Task instructions
In the entries below, find each line bearing the string "segment" and copy it.

(Data extracted from a collection)

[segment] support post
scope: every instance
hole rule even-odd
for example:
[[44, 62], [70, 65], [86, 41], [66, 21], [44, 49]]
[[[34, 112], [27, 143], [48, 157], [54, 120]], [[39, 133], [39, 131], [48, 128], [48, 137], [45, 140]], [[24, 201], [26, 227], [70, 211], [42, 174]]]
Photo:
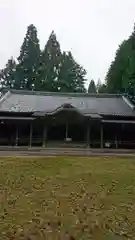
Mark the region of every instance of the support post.
[[32, 146], [32, 133], [33, 133], [33, 126], [32, 126], [32, 123], [30, 124], [30, 147]]
[[66, 123], [66, 139], [68, 138], [68, 123]]
[[43, 127], [43, 147], [46, 147], [46, 141], [47, 141], [47, 127], [44, 125]]
[[15, 146], [18, 146], [18, 125], [16, 126]]
[[87, 126], [87, 144], [88, 148], [90, 147], [90, 124]]
[[103, 124], [101, 123], [101, 129], [100, 129], [100, 147], [104, 148], [104, 142], [103, 142]]
[[118, 136], [117, 136], [117, 133], [115, 134], [115, 146], [116, 146], [116, 149], [118, 148]]

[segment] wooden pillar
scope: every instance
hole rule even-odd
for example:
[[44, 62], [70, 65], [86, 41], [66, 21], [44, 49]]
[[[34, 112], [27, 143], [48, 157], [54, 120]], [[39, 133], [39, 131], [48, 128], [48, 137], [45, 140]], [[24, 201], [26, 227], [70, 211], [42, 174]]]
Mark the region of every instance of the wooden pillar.
[[16, 125], [16, 138], [15, 138], [15, 146], [18, 146], [18, 125]]
[[90, 147], [90, 123], [87, 126], [87, 144], [89, 148]]
[[33, 126], [32, 126], [32, 123], [30, 123], [30, 142], [29, 142], [30, 147], [32, 146], [32, 133], [33, 133]]
[[46, 147], [46, 141], [47, 141], [47, 127], [44, 125], [43, 127], [43, 147]]
[[102, 123], [101, 123], [101, 128], [100, 128], [100, 147], [104, 148], [103, 124]]
[[65, 138], [68, 138], [68, 123], [66, 123], [66, 134], [65, 134]]
[[115, 146], [116, 146], [116, 148], [118, 148], [118, 137], [117, 137], [117, 133], [115, 134]]

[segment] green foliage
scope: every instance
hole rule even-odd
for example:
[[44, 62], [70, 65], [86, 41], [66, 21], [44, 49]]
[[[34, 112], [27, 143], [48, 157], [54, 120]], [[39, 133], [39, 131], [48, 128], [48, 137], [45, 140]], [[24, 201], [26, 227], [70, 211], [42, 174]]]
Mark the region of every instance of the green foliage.
[[33, 89], [38, 82], [38, 69], [41, 61], [41, 51], [37, 38], [37, 29], [31, 24], [27, 28], [18, 57], [16, 88]]
[[122, 93], [126, 91], [129, 60], [132, 54], [128, 41], [123, 41], [119, 46], [115, 60], [112, 62], [106, 76], [107, 90], [109, 93]]
[[128, 77], [126, 92], [129, 95], [129, 98], [135, 102], [135, 27], [128, 42], [131, 46], [132, 54], [129, 57], [129, 65], [126, 70], [126, 76]]
[[106, 84], [101, 84], [101, 86], [98, 89], [98, 93], [107, 93]]
[[16, 79], [16, 62], [10, 58], [4, 69], [0, 71], [1, 88], [14, 88]]
[[63, 52], [61, 56], [58, 91], [85, 92], [85, 69], [80, 66], [71, 52]]
[[98, 93], [107, 93], [107, 86], [104, 83], [102, 84], [100, 79], [98, 80], [96, 89]]
[[106, 76], [109, 93], [135, 95], [135, 28], [119, 46]]
[[90, 81], [89, 87], [88, 87], [88, 93], [96, 93], [97, 89], [96, 89], [96, 85], [94, 80]]
[[[40, 50], [37, 29], [31, 24], [15, 62], [9, 59], [0, 71], [1, 88], [41, 91], [86, 92], [86, 71], [72, 56], [62, 52], [54, 31], [43, 51]], [[135, 101], [135, 27], [131, 36], [124, 40], [111, 63], [105, 84], [95, 86], [91, 80], [89, 93], [124, 93]]]
[[42, 52], [42, 85], [44, 91], [84, 92], [86, 71], [74, 60], [71, 52], [61, 52], [54, 32]]
[[71, 52], [61, 52], [52, 31], [41, 52], [37, 29], [29, 25], [17, 63], [10, 59], [0, 72], [1, 87], [51, 92], [85, 92], [85, 69]]
[[43, 91], [57, 91], [61, 64], [61, 49], [54, 32], [51, 33], [41, 57], [41, 85]]
[[54, 31], [41, 52], [36, 28], [28, 27], [16, 66], [16, 89], [85, 92], [85, 75], [71, 52], [61, 52]]

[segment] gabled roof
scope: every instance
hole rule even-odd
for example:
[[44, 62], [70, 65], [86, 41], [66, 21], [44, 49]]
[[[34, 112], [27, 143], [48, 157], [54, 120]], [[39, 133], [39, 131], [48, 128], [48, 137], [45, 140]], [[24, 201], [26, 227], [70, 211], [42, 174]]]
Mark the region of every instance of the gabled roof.
[[78, 114], [80, 115], [83, 115], [83, 112], [80, 111], [78, 108], [76, 108], [75, 106], [73, 106], [71, 103], [64, 103], [62, 104], [61, 106], [59, 106], [58, 108], [54, 109], [53, 111], [49, 111], [48, 114], [49, 115], [54, 115], [58, 112], [61, 112], [63, 110], [66, 110], [66, 111], [74, 111], [74, 112], [77, 112]]
[[46, 114], [47, 115], [54, 115], [54, 114], [57, 114], [61, 111], [74, 111], [74, 112], [77, 112], [78, 114], [80, 115], [84, 115], [83, 112], [79, 111], [79, 109], [75, 108], [74, 106], [72, 106], [71, 104], [62, 104], [61, 106], [59, 106], [58, 108], [54, 109], [53, 111], [49, 111], [49, 112], [34, 112], [33, 113], [33, 116], [39, 116], [39, 117], [42, 117], [42, 116], [45, 116]]
[[40, 112], [43, 115], [55, 112], [67, 104], [86, 116], [90, 114], [135, 116], [134, 106], [122, 95], [23, 90], [10, 90], [4, 93], [0, 99], [0, 112]]

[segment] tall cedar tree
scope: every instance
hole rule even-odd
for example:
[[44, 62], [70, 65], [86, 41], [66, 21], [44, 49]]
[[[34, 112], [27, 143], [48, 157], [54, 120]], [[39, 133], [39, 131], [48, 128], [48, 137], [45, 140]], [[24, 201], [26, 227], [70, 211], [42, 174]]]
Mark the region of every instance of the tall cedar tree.
[[63, 52], [58, 90], [61, 92], [85, 92], [85, 75], [85, 69], [75, 61], [72, 53]]
[[41, 52], [37, 29], [31, 24], [27, 28], [27, 33], [21, 46], [18, 65], [16, 68], [17, 89], [38, 90], [40, 85], [39, 66], [41, 62]]
[[129, 98], [135, 102], [135, 25], [131, 36], [128, 39], [128, 44], [131, 48], [128, 68], [126, 69], [125, 79], [127, 81], [127, 93]]
[[94, 82], [94, 80], [91, 80], [89, 87], [88, 87], [88, 93], [96, 93], [96, 92], [97, 92], [97, 90], [96, 90], [95, 82]]
[[61, 65], [60, 44], [52, 31], [45, 48], [42, 52], [42, 65], [40, 74], [42, 83], [40, 88], [43, 91], [58, 91], [58, 79]]
[[107, 93], [107, 87], [105, 83], [102, 83], [101, 80], [98, 80], [96, 85], [97, 93]]
[[5, 68], [0, 71], [1, 88], [14, 88], [16, 79], [16, 62], [11, 57]]
[[107, 93], [107, 87], [106, 84], [101, 84], [101, 86], [98, 89], [98, 93]]
[[131, 36], [117, 50], [106, 84], [109, 92], [135, 95], [135, 26]]
[[86, 71], [75, 61], [71, 52], [61, 53], [54, 32], [41, 53], [36, 27], [31, 24], [21, 46], [18, 64], [8, 61], [1, 71], [1, 82], [16, 89], [85, 92], [85, 75]]
[[128, 67], [132, 55], [131, 44], [123, 41], [116, 52], [106, 76], [107, 90], [109, 93], [124, 93], [128, 84]]

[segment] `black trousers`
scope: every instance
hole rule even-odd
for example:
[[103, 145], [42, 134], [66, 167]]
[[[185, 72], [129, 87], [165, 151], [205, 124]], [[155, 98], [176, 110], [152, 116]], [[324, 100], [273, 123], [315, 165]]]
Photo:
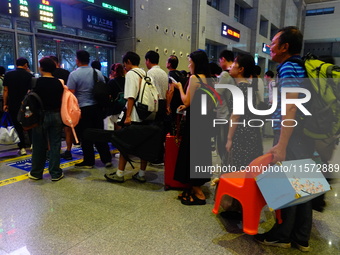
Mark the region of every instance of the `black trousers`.
[[[274, 145], [280, 138], [280, 132], [274, 132]], [[314, 141], [303, 134], [293, 133], [287, 150], [286, 160], [311, 158], [314, 153]], [[282, 224], [277, 224], [268, 232], [268, 240], [281, 242], [308, 242], [312, 231], [312, 201], [281, 209]]]
[[81, 119], [76, 126], [77, 135], [81, 140], [81, 147], [84, 155], [84, 162], [87, 165], [94, 165], [94, 145], [100, 155], [101, 161], [105, 164], [111, 162], [112, 156], [108, 143], [93, 142], [84, 136], [84, 131], [87, 128], [104, 129], [104, 122], [101, 114], [101, 109], [98, 105], [81, 107]]

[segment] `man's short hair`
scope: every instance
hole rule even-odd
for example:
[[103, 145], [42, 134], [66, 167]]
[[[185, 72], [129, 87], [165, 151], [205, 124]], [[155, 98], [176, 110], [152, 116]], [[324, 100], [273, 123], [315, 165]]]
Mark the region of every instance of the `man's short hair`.
[[28, 65], [28, 60], [26, 58], [18, 58], [15, 62], [16, 66], [24, 66], [25, 64]]
[[95, 60], [92, 61], [91, 67], [100, 71], [102, 69], [102, 64], [98, 60]]
[[255, 73], [257, 76], [261, 74], [261, 71], [262, 71], [261, 66], [256, 65], [256, 66], [254, 67], [254, 73]]
[[268, 70], [265, 75], [269, 76], [270, 78], [274, 78], [274, 73], [273, 71]]
[[220, 53], [219, 58], [225, 58], [225, 60], [227, 60], [228, 62], [233, 62], [234, 61], [234, 53], [230, 50], [223, 50]]
[[59, 64], [59, 59], [56, 56], [50, 56], [50, 59], [52, 59], [56, 64]]
[[134, 66], [139, 66], [140, 63], [140, 57], [137, 53], [128, 51], [123, 56], [123, 63], [127, 63], [128, 60], [130, 60], [131, 64]]
[[145, 59], [149, 59], [151, 64], [158, 64], [159, 63], [159, 54], [156, 51], [149, 50], [145, 54]]
[[44, 72], [53, 73], [54, 70], [57, 68], [55, 62], [50, 57], [43, 57], [39, 60], [40, 68]]
[[90, 63], [90, 53], [88, 53], [86, 50], [77, 50], [77, 59], [82, 64], [88, 64]]
[[172, 69], [176, 69], [178, 66], [178, 58], [175, 55], [170, 55], [168, 58], [168, 63], [170, 64]]
[[6, 73], [6, 68], [3, 66], [0, 66], [0, 76], [4, 75]]
[[222, 73], [222, 68], [215, 62], [210, 62], [209, 68], [212, 76], [215, 76], [216, 74], [219, 75], [220, 73]]
[[302, 50], [303, 35], [301, 31], [295, 26], [289, 26], [281, 28], [278, 33], [280, 33], [279, 45], [288, 43], [288, 53], [291, 55], [300, 54]]

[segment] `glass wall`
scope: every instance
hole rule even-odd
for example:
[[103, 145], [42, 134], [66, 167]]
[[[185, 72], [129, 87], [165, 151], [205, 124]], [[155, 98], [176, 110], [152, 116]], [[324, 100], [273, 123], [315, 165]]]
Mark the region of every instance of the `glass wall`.
[[38, 60], [43, 57], [56, 56], [57, 45], [52, 38], [37, 38], [37, 56]]
[[90, 44], [82, 44], [81, 49], [90, 53], [90, 64], [94, 60], [100, 61], [103, 75], [108, 76], [109, 63], [112, 62], [112, 59], [109, 56], [112, 55], [112, 50], [107, 47]]
[[18, 34], [18, 58], [23, 57], [28, 60], [30, 68], [34, 67], [33, 45], [31, 35]]
[[25, 32], [31, 32], [31, 22], [30, 20], [17, 19], [17, 29]]
[[98, 60], [102, 64], [102, 73], [105, 76], [109, 76], [109, 63], [112, 63], [112, 50], [106, 47], [98, 47]]
[[0, 27], [12, 28], [12, 19], [7, 16], [0, 16]]
[[6, 70], [12, 69], [15, 66], [15, 45], [14, 33], [0, 33], [0, 65]]
[[76, 52], [78, 43], [70, 41], [60, 42], [60, 54], [58, 55], [61, 67], [72, 72], [77, 68]]

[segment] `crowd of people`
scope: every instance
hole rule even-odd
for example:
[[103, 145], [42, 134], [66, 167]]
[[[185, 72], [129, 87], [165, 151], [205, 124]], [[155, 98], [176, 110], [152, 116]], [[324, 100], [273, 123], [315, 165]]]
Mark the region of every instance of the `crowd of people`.
[[[140, 92], [141, 77], [151, 77], [158, 91], [158, 112], [152, 124], [159, 126], [163, 132], [160, 142], [164, 149], [165, 136], [178, 127], [178, 114], [185, 116], [181, 121], [181, 143], [176, 160], [174, 179], [189, 185], [189, 189], [179, 194], [178, 198], [184, 205], [206, 204], [206, 194], [202, 186], [210, 181], [210, 175], [193, 177], [195, 165], [212, 164], [212, 134], [216, 142], [217, 153], [222, 165], [234, 165], [237, 168], [247, 166], [252, 160], [264, 153], [262, 145], [262, 132], [259, 127], [241, 125], [253, 118], [253, 114], [245, 107], [243, 115], [234, 113], [232, 94], [228, 89], [217, 89], [221, 101], [213, 110], [208, 109], [208, 114], [202, 115], [201, 98], [204, 94], [203, 84], [231, 84], [237, 86], [244, 96], [252, 101], [263, 101], [272, 104], [272, 90], [278, 88], [278, 107], [273, 113], [273, 118], [287, 120], [297, 119], [300, 112], [293, 104], [287, 105], [287, 114], [281, 114], [281, 89], [285, 87], [302, 87], [299, 82], [287, 82], [289, 79], [304, 78], [306, 72], [297, 62], [291, 61], [300, 57], [302, 47], [302, 34], [296, 27], [286, 27], [274, 36], [271, 44], [272, 61], [277, 62], [277, 75], [280, 83], [274, 79], [274, 72], [268, 70], [264, 81], [260, 78], [261, 68], [255, 65], [254, 58], [249, 54], [238, 54], [224, 50], [219, 55], [219, 67], [210, 64], [207, 54], [202, 50], [192, 52], [188, 57], [188, 71], [178, 71], [178, 58], [171, 55], [166, 62], [166, 73], [159, 65], [159, 54], [148, 51], [145, 56], [146, 72], [140, 68], [141, 58], [135, 52], [127, 52], [123, 56], [122, 64], [115, 63], [111, 67], [110, 77], [101, 73], [100, 62], [94, 61], [90, 65], [90, 55], [87, 51], [79, 50], [76, 53], [77, 69], [69, 73], [60, 68], [56, 57], [44, 57], [39, 61], [40, 78], [32, 88], [32, 74], [29, 63], [25, 58], [16, 61], [16, 69], [5, 73], [1, 71], [1, 86], [3, 86], [3, 110], [8, 111], [14, 121], [20, 143], [20, 155], [26, 154], [30, 144], [25, 144], [24, 130], [17, 122], [17, 113], [21, 101], [31, 89], [42, 98], [45, 107], [45, 118], [42, 125], [29, 131], [29, 140], [32, 142], [32, 169], [29, 178], [39, 180], [43, 178], [43, 169], [46, 157], [49, 157], [49, 173], [52, 181], [59, 181], [64, 177], [60, 169], [60, 157], [72, 159], [71, 148], [73, 137], [70, 128], [65, 127], [60, 117], [61, 98], [63, 93], [62, 83], [65, 83], [78, 99], [81, 109], [81, 119], [76, 127], [77, 135], [81, 141], [83, 161], [75, 164], [76, 168], [91, 169], [95, 165], [95, 151], [97, 149], [102, 163], [107, 168], [112, 167], [112, 155], [109, 145], [103, 141], [93, 141], [85, 134], [89, 128], [104, 129], [104, 122], [98, 102], [93, 96], [93, 72], [97, 72], [98, 79], [107, 83], [111, 90], [112, 98], [117, 98], [124, 93], [126, 105], [124, 109], [112, 108], [108, 120], [114, 130], [132, 125], [150, 125], [150, 120], [144, 121], [136, 111], [135, 101]], [[169, 77], [172, 77], [169, 79]], [[254, 82], [257, 81], [257, 82]], [[297, 79], [295, 80], [297, 81]], [[2, 88], [2, 87], [0, 87]], [[248, 88], [253, 88], [253, 94], [248, 94]], [[287, 98], [298, 98], [298, 93], [288, 93]], [[259, 103], [259, 102], [257, 102]], [[183, 114], [185, 113], [185, 114]], [[220, 125], [212, 129], [212, 119], [226, 119], [234, 125]], [[196, 126], [196, 120], [199, 125]], [[313, 155], [313, 140], [308, 139], [299, 129], [292, 125], [281, 126], [281, 122], [274, 123], [274, 142], [270, 153], [273, 162], [293, 159], [311, 158]], [[62, 130], [64, 129], [67, 144], [66, 151], [60, 155]], [[195, 135], [193, 135], [195, 134]], [[198, 136], [196, 136], [198, 134]], [[49, 155], [47, 155], [49, 151]], [[163, 163], [163, 159], [158, 162]], [[124, 171], [128, 159], [119, 155], [118, 169], [105, 174], [109, 182], [123, 183]], [[166, 163], [166, 162], [165, 162]], [[141, 158], [139, 170], [132, 178], [140, 183], [147, 181], [145, 171], [147, 161]], [[294, 242], [302, 251], [309, 250], [309, 238], [312, 228], [312, 206], [306, 202], [297, 206], [282, 209], [282, 224], [277, 224], [271, 231], [264, 235], [256, 236], [256, 240], [265, 245], [289, 248]]]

Solution
[segment] support post
[segment] wooden pillar
[segment] green foliage
[segment] gabled roof
[segment] tall cedar tree
[segment] `black trousers`
[segment] `man's short hair`
[segment] `glass wall`
[segment] `crowd of people`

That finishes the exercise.